◆ ACTION ITEM ◆
Your answer must be an exact copy of all the entries.

[Region pointing data]
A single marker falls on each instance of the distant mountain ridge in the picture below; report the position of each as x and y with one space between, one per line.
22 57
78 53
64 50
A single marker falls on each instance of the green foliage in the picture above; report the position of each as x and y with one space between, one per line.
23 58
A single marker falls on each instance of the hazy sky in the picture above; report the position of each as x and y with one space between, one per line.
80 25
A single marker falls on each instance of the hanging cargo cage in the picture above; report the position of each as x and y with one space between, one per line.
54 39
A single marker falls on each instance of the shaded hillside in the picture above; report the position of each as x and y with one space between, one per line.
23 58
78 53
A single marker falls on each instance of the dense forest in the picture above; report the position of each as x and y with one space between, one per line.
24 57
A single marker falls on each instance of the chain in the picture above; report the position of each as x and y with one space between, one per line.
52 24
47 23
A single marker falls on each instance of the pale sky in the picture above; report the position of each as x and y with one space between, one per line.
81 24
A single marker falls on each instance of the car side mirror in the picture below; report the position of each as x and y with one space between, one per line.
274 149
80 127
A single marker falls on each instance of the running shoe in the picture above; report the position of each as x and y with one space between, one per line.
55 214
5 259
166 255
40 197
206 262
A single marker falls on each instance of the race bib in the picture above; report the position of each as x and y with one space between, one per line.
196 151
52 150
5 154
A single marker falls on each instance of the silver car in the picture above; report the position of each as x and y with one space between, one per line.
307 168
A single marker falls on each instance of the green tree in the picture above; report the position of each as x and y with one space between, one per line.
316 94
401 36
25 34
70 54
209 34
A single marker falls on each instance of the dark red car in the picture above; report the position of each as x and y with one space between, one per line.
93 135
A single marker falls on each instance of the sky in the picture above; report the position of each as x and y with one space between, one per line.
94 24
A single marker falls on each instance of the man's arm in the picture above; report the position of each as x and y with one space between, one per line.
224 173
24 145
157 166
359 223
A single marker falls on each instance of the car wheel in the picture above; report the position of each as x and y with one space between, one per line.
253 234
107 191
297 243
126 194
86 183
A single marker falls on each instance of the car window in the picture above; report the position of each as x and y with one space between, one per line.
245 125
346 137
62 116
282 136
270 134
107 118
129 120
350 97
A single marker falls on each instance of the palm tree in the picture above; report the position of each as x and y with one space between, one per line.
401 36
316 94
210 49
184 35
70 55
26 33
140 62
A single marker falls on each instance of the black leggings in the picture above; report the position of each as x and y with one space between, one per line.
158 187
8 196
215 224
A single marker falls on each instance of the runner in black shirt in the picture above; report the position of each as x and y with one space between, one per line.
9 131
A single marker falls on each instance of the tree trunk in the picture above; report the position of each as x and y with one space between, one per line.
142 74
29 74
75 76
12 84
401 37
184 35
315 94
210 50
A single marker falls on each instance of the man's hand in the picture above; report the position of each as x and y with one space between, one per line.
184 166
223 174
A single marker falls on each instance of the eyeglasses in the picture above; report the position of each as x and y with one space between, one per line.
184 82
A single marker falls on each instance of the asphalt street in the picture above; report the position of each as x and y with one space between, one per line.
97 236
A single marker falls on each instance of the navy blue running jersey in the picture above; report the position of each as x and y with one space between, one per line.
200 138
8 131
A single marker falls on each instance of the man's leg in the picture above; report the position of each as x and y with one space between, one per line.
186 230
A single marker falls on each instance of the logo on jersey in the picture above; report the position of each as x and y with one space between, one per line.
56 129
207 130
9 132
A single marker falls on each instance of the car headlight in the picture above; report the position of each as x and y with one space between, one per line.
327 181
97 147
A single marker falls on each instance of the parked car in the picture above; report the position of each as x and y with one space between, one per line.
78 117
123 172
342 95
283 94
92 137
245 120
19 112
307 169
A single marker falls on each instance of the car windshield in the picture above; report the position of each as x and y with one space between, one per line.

◆ SOLVED EXERCISE ◆
A single marker falls on each instance of the distant mountain ridge in the picture below; report the position of each as x and y with one space between, one per line.
22 57
78 53
64 50
A single marker falls on each instance of the green foliage in the picture above; report the position of each as x and y with one space between, one per line.
23 58
A single marker falls on each instance of the hazy sky in the picture above; report the position of each as x and y with one space between, one per line.
80 25
A single marker falls on each instance of the hanging cargo cage in the picture above; report the position of each as x and y with one space between, one per line.
54 39
A single marker falls on each instance of the shaded hillside in the picture above; report the position of each as x and y with one space between, one per line.
23 58
78 53
A single marker falls on each instance of the dense forest in the picture above; report the position of each as x and y with one space between, one per line.
24 57
A single marker falls on each instance of the chain in the picture above; report the position of each as x and y with one space between, one per line.
52 24
47 23
A single marker falls on each instance of the pale sky in the picture above; report the position of each as x and y with one space between, one per line.
81 24
A single marker falls on each instance of the car side mirror in the picture below; report the position of each as x and y with one space between, one per line.
274 149
80 127
A single marker falls on each instance of the running shoe in the picture above; report the position of each as x and y with one space between, one per line.
55 214
5 259
166 255
40 197
206 262
A single marker falls on each instance of the race bib in the picture above; report the position of each as x and y with one space between, one per line.
196 151
52 150
5 154
A single marker falls on each instance of the silver car in the picture above; report the position of each as x and y with one space between, one per line.
307 168
A single marker falls on each instance of the green tree in the picture above; report the position of each as x and y with one space between, one per line.
316 94
401 36
25 34
70 54
209 34
A single marker falls on each instance of the dark red car in the picture above; report the position of each as x and y with one space between, one per line.
93 135
A single marker falls on each instance of the sky in the picture above; report the position of each as x and y with one space between, one per line.
94 24
A single marker falls on each instance of the man's arm in the picture above; report the position of each as x and y with one space between, one per line.
224 173
24 145
157 166
359 223
A single marker falls on each instance of the car wheel in the picture above; report the position of each as x and y with one space between, one per line.
253 234
107 191
297 243
126 194
86 183
A single marker falls on each instance of the car window in the picture above; report the position of each as x and y with one space between, one per line.
245 125
346 137
62 116
282 136
270 134
107 118
129 120
350 97
A single marker falls on each instance of the palm tree in the picture above; report the position of each as x and y with one space between, one per line.
401 36
316 94
210 49
184 35
70 55
26 33
140 62
A single marker falls on each instance of the black leggings in the picture above; report the position of each as x and y with one space between, one per line.
158 187
8 196
215 224
A single marker falls on each instance of the runner in black shirt in the picture above; report the position of each as x and y with one space between, one per line.
9 131
A single marker falls on each instance of the tree trunk in the picture above; report the position of each as x and y with one space between, one per line.
142 74
29 74
75 76
12 84
401 37
184 35
315 94
210 50
A single marker falls on each instance of the man's hand in the picture above; report the position of each as x and y with one space between, one per line.
184 166
223 174
A single marker falls on each instance of the eyeglasses in the picture above; report the position of each as x and y with one space between, one per line.
184 82
A single marker falls on each instance of the asphalt street in the picture above; report the position of each as x and y with one space between, one per line.
97 236
A single marker falls on each instance of the navy blue running jersey in the picture above; report the position of each as x and y with one space between, one per line.
200 138
8 131
A single marker falls on each instance of the man's leg in the picture above; report the position of each as x and y with one space between, one per line.
186 230
A single marker falls on each instance of the logo on jersey in the picture above; report the position of each as x and y with one space between, one per line.
56 129
207 130
9 132
A single marker falls on each instance of the car headlight in the picture above; report the position of each as x and y with one space between, one per line.
327 181
97 147
A single marker falls on each instance of the parked car in the picture above; report the position of each as x and y with one space between, one per line.
78 117
123 172
342 95
283 94
92 137
245 120
19 112
307 169
A single marker falls on each instance of the car windshield in the picture above; report the position of each as x and y with one space between, one per line.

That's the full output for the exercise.